I get their point, of course. Everybody should feel free to enjoy the beach, and it’s slogans like this that lead to women sitting there on the sand wondering whether if they hug their knees right into their chests, you can still see the fat rolls. (Answer: Yes. Source: My holiday photos, 2014.) So when Get The Gloss asked me to join Project Bikini, their 12-week healthy eating and exercise plan that would get me ready for the beach, I was a bit… dubious.

On the one hand, I don’t believe that anyone needs 12 weeks of preparation to be able to wear a bikini. On the other, given that I know plenty of men who talk about getting beach ready, I think the pang I feel before I put on my swimsuit for the first time each year is less about sexism than the knowledge that I eat too much, drink too much and do no formal exercise, and my lack of self-discipline is about to be on full, dimpled display.

Plus, it sounded easy. “The workouts can all be done at home in 30 mins and the meal plan isn't super strict - just about having a healthy, balanced diet,” said Kiran, Get The Gloss’s health and beauty editor. Oh, FFS, I said. Alright.

The thing is, the GTG team are just about the loveliest, most supportive group of women you could ever come across. If you want to look good in fewer clothes - and I’m sorry if this is weak, but I do - I reckon it’s far better to do it their way, with short, varied workouts and a healthy, tasty meal plan than by drinking ridiculous meal-replacement shakes and lining the pockets of the company that coined the word “fitshaming”. So here’s my diary of the first two weeks.


I’m not starting on a Wednesday. Who starts a diet on a Wednesday?
______________________________
Problems to work on
1 > Write out the part of the Project Bikini passage between "The thing is, the" and "first two weeks.", inclusive.
2 > In the Project Bikini passage, list the habits the writer admits to in the sentence about the pang felt before putting on a swimsuit each year.

Position identification entries
______________________________
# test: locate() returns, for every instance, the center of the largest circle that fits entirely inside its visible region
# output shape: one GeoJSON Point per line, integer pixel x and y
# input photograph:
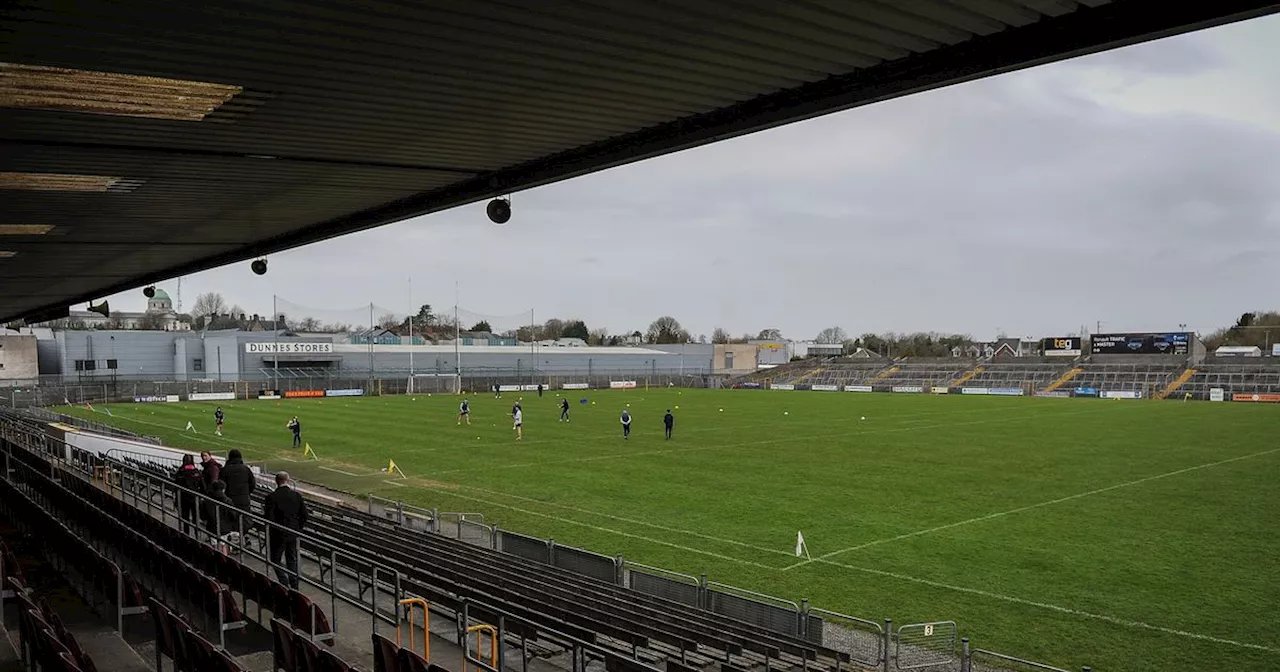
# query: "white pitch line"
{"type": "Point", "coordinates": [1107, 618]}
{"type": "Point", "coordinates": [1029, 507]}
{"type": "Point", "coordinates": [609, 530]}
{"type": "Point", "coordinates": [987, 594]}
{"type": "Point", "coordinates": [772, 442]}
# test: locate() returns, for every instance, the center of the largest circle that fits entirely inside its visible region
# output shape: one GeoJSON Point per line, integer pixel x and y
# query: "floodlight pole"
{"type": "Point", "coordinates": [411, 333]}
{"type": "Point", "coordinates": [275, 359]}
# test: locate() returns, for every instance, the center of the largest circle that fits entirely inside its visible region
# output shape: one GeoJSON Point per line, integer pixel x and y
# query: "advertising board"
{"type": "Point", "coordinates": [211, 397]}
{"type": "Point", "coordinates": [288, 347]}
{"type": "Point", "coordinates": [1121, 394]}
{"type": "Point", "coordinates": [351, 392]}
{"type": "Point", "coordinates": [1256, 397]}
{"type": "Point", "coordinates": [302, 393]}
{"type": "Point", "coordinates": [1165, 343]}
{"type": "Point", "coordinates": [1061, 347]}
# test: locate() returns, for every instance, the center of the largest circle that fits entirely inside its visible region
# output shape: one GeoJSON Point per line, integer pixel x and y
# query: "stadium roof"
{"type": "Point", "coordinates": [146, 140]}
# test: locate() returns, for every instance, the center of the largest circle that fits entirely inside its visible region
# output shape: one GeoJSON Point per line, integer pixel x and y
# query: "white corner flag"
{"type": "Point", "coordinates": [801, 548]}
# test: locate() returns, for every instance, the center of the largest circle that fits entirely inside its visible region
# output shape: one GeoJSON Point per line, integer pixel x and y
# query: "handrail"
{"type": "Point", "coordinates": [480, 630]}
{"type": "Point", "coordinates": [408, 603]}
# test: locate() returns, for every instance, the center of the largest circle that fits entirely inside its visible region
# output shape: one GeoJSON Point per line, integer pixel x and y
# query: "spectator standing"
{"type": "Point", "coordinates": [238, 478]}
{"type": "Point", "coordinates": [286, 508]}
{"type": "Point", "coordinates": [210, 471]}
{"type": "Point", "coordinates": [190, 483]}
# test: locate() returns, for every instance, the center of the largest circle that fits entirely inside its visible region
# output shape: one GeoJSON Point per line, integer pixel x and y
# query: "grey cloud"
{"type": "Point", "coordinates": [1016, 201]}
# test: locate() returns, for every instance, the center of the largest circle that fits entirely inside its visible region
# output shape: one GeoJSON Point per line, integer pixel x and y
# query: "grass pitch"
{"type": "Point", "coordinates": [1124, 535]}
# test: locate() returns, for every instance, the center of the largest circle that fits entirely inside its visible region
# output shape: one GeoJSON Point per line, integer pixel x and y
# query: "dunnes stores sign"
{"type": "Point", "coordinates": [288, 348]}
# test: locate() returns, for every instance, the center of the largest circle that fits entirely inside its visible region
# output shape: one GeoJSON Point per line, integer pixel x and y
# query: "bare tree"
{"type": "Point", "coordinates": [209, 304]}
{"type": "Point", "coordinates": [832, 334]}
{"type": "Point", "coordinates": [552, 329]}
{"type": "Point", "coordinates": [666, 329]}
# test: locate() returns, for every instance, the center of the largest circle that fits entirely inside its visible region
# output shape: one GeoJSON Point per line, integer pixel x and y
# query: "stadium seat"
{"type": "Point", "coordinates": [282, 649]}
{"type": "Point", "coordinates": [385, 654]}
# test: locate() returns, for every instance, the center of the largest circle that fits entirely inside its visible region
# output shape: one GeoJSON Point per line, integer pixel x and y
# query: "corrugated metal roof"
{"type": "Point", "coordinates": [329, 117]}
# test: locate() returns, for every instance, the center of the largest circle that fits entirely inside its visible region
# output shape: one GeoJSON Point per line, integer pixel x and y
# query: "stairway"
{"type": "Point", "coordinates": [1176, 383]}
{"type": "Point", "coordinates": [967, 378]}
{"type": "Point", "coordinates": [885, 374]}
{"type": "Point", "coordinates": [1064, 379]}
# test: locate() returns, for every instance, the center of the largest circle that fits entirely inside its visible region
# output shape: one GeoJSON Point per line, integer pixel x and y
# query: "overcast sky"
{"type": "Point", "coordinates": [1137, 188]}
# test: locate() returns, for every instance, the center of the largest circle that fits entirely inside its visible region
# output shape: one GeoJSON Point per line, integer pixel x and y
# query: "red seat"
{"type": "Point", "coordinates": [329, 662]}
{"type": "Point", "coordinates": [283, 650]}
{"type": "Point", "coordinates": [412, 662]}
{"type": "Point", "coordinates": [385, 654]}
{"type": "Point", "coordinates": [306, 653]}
______________________________
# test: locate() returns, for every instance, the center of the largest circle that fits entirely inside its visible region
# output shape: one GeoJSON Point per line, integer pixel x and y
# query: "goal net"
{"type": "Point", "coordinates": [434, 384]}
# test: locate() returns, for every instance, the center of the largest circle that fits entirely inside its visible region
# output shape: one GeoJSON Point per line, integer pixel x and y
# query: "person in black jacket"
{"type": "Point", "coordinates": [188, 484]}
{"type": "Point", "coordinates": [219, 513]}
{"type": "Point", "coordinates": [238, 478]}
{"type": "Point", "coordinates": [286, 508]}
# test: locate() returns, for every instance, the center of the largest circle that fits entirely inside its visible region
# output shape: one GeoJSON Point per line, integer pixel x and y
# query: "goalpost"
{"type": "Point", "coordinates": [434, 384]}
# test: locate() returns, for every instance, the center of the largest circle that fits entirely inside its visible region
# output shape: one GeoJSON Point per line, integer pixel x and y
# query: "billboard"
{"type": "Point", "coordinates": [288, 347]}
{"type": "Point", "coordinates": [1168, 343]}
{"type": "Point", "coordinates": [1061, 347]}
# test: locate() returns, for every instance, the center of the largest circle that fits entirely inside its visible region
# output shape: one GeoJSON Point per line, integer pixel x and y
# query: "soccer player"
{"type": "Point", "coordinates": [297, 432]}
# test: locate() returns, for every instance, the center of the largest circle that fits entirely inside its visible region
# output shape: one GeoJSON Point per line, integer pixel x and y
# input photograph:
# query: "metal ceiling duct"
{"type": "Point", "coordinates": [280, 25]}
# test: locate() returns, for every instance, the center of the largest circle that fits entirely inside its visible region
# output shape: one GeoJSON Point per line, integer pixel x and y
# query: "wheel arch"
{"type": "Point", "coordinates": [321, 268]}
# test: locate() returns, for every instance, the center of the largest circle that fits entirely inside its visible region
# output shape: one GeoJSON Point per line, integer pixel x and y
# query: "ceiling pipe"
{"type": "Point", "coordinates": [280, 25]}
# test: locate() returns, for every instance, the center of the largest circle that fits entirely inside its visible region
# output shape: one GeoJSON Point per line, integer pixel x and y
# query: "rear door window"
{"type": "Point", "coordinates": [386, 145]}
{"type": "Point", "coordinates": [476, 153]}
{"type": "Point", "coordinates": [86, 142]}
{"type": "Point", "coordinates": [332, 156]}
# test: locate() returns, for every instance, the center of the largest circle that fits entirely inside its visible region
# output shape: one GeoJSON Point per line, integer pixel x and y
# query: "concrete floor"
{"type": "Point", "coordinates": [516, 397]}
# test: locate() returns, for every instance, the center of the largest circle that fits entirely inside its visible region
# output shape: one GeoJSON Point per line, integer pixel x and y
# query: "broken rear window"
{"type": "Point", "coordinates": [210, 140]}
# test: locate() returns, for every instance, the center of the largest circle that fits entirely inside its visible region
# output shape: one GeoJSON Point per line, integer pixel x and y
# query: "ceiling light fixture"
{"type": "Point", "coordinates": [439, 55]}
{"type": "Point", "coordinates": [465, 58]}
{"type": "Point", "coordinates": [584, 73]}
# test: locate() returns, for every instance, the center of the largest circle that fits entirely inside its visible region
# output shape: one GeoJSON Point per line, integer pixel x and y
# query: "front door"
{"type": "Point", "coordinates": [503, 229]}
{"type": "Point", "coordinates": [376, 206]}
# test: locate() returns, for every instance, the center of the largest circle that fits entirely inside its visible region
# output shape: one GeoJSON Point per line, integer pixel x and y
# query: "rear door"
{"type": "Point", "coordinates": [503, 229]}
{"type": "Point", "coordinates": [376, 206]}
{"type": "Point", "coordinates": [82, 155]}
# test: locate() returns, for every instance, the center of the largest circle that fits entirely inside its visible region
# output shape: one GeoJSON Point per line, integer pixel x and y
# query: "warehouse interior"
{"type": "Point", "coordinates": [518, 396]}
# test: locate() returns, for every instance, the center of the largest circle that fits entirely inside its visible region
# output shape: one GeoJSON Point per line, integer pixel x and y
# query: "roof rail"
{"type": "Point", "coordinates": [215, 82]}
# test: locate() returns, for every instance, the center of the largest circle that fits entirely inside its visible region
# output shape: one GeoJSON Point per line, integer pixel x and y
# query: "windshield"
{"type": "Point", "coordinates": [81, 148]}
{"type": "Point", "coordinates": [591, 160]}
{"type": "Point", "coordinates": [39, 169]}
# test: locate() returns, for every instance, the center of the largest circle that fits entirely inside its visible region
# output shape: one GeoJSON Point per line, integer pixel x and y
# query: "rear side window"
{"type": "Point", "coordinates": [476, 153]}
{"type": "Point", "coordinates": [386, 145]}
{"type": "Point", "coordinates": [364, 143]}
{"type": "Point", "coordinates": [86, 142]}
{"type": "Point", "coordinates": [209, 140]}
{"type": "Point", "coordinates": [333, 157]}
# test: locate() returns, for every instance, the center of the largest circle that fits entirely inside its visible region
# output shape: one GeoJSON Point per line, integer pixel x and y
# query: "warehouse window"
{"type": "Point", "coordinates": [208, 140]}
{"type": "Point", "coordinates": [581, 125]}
______________________________
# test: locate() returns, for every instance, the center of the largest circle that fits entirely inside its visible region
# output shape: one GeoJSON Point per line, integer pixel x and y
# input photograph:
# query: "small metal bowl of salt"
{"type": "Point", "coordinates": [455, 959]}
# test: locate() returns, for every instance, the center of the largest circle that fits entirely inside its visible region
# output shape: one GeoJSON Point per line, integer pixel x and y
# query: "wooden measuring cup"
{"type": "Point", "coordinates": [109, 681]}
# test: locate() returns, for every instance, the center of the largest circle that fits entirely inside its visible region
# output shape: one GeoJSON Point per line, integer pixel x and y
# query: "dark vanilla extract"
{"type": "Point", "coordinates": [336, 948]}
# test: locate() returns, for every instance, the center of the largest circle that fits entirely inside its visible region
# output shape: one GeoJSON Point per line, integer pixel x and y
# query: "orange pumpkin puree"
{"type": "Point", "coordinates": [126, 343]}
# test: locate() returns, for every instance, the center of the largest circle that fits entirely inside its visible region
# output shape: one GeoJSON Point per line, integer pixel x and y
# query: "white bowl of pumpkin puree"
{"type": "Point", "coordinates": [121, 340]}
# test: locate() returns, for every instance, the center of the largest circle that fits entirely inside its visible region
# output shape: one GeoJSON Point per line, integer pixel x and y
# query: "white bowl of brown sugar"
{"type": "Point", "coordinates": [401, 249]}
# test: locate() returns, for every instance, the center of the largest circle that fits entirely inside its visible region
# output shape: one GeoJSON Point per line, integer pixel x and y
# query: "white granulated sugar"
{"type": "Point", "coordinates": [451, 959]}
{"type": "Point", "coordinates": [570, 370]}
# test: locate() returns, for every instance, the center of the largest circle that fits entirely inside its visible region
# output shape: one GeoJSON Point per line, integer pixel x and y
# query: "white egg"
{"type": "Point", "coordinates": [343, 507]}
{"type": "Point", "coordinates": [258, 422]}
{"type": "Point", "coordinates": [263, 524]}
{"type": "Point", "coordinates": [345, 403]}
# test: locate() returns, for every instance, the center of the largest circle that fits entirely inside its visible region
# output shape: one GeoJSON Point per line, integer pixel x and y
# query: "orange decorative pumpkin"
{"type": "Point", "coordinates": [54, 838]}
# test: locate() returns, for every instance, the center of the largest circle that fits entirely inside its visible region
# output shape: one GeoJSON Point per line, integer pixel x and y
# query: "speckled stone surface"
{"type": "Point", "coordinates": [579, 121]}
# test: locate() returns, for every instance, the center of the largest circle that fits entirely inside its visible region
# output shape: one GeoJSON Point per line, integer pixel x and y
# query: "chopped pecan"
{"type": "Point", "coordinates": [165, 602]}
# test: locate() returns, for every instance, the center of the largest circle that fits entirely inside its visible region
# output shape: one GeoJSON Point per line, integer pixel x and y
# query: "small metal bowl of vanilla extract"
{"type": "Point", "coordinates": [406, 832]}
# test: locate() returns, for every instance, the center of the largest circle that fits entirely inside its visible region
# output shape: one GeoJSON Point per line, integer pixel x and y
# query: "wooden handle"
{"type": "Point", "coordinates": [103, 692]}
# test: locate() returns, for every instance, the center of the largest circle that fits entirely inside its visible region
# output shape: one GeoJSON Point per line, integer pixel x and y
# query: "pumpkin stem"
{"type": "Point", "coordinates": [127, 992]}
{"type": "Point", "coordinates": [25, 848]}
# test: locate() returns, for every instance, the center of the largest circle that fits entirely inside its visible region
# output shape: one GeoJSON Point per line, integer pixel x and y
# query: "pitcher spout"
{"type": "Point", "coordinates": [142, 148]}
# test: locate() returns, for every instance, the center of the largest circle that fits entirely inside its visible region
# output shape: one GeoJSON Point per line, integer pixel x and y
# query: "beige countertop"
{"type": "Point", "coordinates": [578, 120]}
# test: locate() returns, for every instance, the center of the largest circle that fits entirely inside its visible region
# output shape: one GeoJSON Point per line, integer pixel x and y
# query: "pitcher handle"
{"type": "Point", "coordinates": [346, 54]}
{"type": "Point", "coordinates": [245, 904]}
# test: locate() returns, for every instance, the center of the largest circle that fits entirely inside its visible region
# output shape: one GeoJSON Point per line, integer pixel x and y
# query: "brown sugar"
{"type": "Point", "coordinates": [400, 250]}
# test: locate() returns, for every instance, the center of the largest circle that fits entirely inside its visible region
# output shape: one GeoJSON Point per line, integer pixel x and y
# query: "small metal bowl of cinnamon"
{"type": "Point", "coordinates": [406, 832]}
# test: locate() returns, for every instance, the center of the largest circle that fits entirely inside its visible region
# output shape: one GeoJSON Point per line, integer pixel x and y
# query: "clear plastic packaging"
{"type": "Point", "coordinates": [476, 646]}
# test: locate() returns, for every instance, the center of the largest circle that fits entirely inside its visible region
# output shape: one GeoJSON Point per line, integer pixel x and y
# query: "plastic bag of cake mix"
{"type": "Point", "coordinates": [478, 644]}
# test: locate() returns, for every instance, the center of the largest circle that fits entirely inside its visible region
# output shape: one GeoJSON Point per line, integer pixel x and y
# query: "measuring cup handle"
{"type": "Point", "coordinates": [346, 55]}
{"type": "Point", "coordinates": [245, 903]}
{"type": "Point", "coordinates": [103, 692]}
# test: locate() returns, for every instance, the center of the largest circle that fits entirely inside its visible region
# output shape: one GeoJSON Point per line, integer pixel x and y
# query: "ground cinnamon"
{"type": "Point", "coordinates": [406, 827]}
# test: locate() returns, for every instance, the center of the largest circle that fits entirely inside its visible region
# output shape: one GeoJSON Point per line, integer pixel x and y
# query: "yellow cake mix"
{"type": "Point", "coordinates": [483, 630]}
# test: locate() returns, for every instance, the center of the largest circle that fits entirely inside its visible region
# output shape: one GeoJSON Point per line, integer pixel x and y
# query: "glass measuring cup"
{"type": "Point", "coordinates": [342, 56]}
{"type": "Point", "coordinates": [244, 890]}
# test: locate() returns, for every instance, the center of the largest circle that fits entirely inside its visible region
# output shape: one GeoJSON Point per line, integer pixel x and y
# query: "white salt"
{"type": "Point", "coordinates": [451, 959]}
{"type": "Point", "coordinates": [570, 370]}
______________________________
Results of the exercise
1 >
The thing is, the GTG team are just about the loveliest, most supportive group of women you could ever come across. If you want to look good in fewer clothes - and I’m sorry if this is weak, but I do - I reckon it’s far better to do it their way, with short, varied workouts and a healthy, tasty meal plan than by drinking ridiculous meal-replacement shakes and lining the pockets of the company that coined the word “fitshaming”. So here’s my diary of the first two weeks.

2 >
- Eating too much
- Drinking too much
- Doing no formal exercise